READING PASSAGE:
*** Block opens ***
Welcome to the Schmidt-AI repository! This project is a comprehensive collection of examples for machine learning and data processing on Nautilus. Within this repository, you will find several directories, each containing well-documented use cases that demonstrate practical implementations of various machine learning methods and data processing techniques.
These examples are designed to guide you through the setup, execution, and customization of workflows. Whether you're a beginner looking to understand the basics or an experienced developer aiming to optimize your projects, you'll find valuable resources here to enhance your skills and accelerate your development process.
Below are the steps to run minist-pytorch using different environments. main.py was taken from the official pytorch examples and adapted for this tutorial.
Note you will have to cd into mnist-pytorch for the rest of the README (except for Kubernetes).
cd mnist-pytorch
To further modify the environment (if needed), create .env with the following contents:
S3_ENDPOINT=https://s3-west.nrp-nautilus.io
Note that the mnist dataset was uploaded to a public NRP s3 bucket already so the rest of these steps are not needed and are only meant for completeness.
Download mnist dataset locally:
python3 download-mnist.py
Upload dataset to schmidt-ai bucket and make it public:
aws s3 cp ./data/MNIST/raw s3://schmidt-ai/mnist/ --recursive --profile nrp --endpoint-url https://s3-west.nrp-nautilus.io --acl public-read
This section explains how to use MLFlow for experiment tracking hosted on NDP. Before running MLFlow, ensure you have set the required environment variables. Without these, MLFlow won't track experiments, but the training sessions will still run successfully.
To enable MLFlow tracking on NDP, export the following variables:
MLFLOW_TRACKING_URI=https://nationaldataplatform.org/mlflow
MLFLOW_TRACKING_USERNAME=
MLFLOW_TRACKING_PASSWORD=
Alternatively, add these lines to your .env file.
*** Block closes ***
INPUT DATA:
*** Block opens ***
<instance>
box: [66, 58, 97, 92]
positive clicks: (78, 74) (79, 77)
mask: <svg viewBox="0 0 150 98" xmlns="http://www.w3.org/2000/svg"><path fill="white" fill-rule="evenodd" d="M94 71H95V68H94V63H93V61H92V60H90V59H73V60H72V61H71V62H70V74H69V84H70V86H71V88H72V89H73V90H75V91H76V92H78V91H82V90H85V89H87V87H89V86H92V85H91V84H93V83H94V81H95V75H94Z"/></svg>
*** Block closes ***
TASK INSTRUCTIONS:
1. Answer these questions from the Schmidt-AI README:
(a) Which directory must you cd into for the rest of the README, apart from Kubernetes?
(b) Where was main.py taken from?
(c) What happens to training sessions if the MLFlow environment variables are not set?
2. Output the part of the Schmidt-AI README between "cd mnist-pytorch" and "meant for completeness.", inclusive.
The listing was taken from a different source than the README.

YOUR WRITTEN ANSWERS:
1.
(a) mnist-pytorch
(b) The official pytorch examples.
(c) They still run successfully, but MLFlow won't track experiments.

2.
cd mnist-pytorch
To further modify the environment (if needed), create .env with the following contents:
S3_ENDPOINT=https://s3-west.nrp-nautilus.io
Note that the mnist dataset was uploaded to a public NRP s3 bucket already so the rest of these steps are not needed and are only meant for completeness.